[Data listing]
------------------------------------------------

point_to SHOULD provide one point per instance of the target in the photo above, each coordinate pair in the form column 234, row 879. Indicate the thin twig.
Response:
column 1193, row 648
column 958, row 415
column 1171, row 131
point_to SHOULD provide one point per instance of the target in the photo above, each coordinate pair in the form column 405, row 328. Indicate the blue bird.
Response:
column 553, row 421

------------------------------------------------

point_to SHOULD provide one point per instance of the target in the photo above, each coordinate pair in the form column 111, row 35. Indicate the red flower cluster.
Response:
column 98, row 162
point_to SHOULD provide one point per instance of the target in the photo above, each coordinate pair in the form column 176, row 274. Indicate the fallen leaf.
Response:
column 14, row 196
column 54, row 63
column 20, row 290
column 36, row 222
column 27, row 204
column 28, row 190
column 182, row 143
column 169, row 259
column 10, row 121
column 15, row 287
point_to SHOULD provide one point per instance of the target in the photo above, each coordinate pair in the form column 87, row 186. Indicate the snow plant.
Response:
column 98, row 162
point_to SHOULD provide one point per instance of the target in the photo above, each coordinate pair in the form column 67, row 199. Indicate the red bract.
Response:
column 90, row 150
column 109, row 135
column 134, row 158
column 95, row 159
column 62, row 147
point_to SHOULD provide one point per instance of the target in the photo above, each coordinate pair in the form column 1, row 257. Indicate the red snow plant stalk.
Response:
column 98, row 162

------------------------------------------------

■ Work to do:
Present the lines from the one with "the blue bird." up to and including the one with "column 553, row 421" as a Markdown table with the columns No. and Text, leaving out any blank lines.

■ Task solution:
| No. | Text |
|---|---|
| 1 | point_to SHOULD provide one point per instance of the target in the photo above, each coordinate pair in the form column 405, row 328. Indicate the blue bird. |
| 2 | Response: |
| 3 | column 553, row 421 |